─── TEXT FOR ANALYSIS ───

Impact of state anxiety on the interaction between threat monitoring and cognition
Highlights
► We investigated how shock monitoring affects subsequent conflict processing. ► Shock monitoring affected conflict processing at both behavioral and neural levels ► State anxiety modulated the interaction between shock monitoring and conflict. ► This three-way interaction was observed in the anterior insula. ► Shock anticipation engaged the medial PFC, thalamus, anterior insula, and the BNST.
Introduction
In the past decade, a growing body of studies has investigated the impact of emotional stimuli on cognitive function. For instance, in a working memory task, negative distractors impair behavioral performance to a larger extent than neutral items (Anticevic et al., 2010, Dolcos and McCarthy, 2006). The impact of emotion on many other cognitive tasks has been investigated, including conflict processing (Blair et al., 2007, Hart et al., 2010, Kanske and Kotz, 2010) and response inhibition (Pessoa et al., in press). This literature has focused on paradigms in which the role of emotion is closely associated with a stimulus (typically an unpleasant picture). Another central property of these paradigms is that the temporal characteristics of the emotional stimulus are generally known to the participants and fixed.
At the same time, recent studies have attempted to understand the impact of more temporally extended emotional manipulations, so as to approximate conditions that are closer to anxiety than fear (Davis et al., 2010). Along these lines, in the present study, our goal was to investigate cognitive performance subsequent to a period of shock anticipation. Participants performed a cognitive task during two experimental contexts (Fig. 1). An initial cue stimulus signaled whether the trial was “safe” or “threat”. During threat trials, mild electric shock was administered to participants in a third of the trials during a variable-length delay period in a way that the timing of the shock was unpredictable to participants. During safe trials, the trial timing and structure were the same, except that no shocks were administered. Following the anticipation period, participants were asked to determine if a picture contained a house or building while ignoring task-irrelevant words, which were used to create neutral, congruent, and incongruent trials — we refer to this latter task period as the “target” phase.
We hypothesized that monitoring for a potential shock affects task performance via its impact on capacity-limited information processing — much like strong emotional stimuli, as suggested in the dual competition framework (Pessoa, 2009). Accordingly, shock monitoring would use processing resources needed for subsequent conflict processing, thereby having its largest impact on incongruent trials, during which response conflict must be adequately resolved to ensure correct task behavior.

─── RECORDED INFORMATION ───

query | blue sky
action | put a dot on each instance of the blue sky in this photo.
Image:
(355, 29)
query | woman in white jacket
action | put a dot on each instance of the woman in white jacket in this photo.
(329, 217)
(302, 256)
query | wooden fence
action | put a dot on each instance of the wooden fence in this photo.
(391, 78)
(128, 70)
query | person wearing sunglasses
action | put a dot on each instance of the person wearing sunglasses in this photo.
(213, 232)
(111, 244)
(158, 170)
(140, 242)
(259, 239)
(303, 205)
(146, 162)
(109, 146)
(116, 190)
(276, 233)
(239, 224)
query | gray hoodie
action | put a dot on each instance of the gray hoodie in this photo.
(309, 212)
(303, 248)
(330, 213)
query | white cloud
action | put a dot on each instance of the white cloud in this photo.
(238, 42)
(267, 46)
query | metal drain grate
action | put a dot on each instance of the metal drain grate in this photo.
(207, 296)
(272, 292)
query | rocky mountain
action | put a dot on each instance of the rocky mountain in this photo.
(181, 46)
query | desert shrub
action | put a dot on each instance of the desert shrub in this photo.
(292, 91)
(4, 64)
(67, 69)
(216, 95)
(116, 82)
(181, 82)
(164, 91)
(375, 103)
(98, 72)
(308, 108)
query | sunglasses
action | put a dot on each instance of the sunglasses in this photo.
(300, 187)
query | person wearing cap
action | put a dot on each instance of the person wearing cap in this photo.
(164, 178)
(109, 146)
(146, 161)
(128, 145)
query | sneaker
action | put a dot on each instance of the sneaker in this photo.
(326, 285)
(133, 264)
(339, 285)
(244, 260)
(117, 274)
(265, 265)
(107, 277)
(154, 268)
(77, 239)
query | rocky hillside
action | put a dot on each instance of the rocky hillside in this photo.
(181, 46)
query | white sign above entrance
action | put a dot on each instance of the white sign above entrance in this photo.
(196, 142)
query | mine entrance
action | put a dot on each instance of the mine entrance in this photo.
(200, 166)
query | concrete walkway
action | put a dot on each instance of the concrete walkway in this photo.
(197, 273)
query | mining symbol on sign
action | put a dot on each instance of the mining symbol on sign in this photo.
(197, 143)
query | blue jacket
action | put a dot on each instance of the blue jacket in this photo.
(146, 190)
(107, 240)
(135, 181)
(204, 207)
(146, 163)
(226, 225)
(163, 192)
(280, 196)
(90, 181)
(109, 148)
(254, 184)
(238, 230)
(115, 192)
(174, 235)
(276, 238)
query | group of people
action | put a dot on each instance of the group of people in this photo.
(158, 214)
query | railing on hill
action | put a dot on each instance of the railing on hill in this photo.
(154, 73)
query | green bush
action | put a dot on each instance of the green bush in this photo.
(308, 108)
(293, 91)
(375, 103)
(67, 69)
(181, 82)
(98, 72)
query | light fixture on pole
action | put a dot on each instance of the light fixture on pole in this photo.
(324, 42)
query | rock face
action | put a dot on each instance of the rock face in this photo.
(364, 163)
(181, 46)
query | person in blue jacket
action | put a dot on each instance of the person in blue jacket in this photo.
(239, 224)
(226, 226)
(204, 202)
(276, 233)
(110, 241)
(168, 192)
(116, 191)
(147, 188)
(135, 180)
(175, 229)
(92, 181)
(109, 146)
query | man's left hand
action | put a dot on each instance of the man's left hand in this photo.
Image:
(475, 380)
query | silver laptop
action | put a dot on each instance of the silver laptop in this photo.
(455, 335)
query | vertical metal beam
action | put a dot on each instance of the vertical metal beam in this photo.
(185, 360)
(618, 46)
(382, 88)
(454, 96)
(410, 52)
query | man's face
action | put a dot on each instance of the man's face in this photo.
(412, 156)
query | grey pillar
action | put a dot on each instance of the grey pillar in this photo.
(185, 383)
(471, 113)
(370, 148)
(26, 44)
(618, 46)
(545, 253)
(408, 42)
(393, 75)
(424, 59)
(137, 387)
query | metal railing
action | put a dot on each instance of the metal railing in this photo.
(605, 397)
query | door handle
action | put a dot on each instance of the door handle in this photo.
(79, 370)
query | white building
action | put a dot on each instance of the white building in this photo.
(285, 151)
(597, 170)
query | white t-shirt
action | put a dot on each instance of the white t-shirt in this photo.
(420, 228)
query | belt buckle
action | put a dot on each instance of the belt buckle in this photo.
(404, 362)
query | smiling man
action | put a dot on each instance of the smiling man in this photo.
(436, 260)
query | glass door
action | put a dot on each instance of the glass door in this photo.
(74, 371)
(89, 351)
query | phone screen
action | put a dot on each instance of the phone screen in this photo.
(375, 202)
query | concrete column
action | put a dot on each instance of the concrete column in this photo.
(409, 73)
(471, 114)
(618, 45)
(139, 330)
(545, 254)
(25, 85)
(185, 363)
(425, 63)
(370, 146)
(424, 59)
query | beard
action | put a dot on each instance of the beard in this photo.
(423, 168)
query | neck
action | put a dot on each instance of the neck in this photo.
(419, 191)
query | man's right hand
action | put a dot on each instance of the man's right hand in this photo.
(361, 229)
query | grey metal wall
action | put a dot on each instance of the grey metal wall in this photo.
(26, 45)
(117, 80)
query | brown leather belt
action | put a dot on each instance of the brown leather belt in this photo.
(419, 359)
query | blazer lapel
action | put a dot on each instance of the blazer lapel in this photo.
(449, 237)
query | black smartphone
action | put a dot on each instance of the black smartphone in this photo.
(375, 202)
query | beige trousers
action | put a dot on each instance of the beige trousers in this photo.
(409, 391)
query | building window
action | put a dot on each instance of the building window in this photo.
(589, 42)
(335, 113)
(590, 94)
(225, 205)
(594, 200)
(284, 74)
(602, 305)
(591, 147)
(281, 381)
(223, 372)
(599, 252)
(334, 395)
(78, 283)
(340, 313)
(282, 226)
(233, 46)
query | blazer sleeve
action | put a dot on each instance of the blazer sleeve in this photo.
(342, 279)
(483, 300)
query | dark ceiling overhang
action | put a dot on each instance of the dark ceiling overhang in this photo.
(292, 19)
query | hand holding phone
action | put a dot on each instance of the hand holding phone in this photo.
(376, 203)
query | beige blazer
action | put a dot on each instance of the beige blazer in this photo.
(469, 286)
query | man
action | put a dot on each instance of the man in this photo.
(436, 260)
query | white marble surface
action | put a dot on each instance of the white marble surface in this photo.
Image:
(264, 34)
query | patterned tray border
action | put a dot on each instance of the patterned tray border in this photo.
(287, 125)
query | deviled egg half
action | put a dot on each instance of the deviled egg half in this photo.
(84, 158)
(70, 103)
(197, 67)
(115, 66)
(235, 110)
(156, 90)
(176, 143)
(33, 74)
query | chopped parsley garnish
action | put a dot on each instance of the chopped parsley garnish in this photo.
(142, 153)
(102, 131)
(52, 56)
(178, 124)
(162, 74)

───

§ **EXPLORE THE MATERIAL**
1. Reproduce the passage on state anxiety and threat monitoring, starting at "We hypothesized that" and ending at "correct task behavior.", with "dual competition framework" swapped for "dual competition model".
2. According to the passage on state anxiety and threat monitoring, why was shock monitoring expected to affect incongruent trials most?

§ **RESULTS FOR THE EXERCISE**
1.
We hypothesized that monitoring for a potential shock affects task performance via its impact on capacity-limited information processing — much like strong emotional stimuli, as suggested in the dual competition model (Pessoa, 2009). Accordingly, shock monitoring would use processing resources needed for subsequent conflict processing, thereby having its largest impact on incongruent trials, during which response conflict must be adequately resolved to ensure correct task behavior.

2. Shock monitoring was expected to use processing resources that are needed for subsequent conflict processing. On incongruent trials, response conflict must be adequately resolved to ensure correct task behavior, so those trials would suffer the largest impact.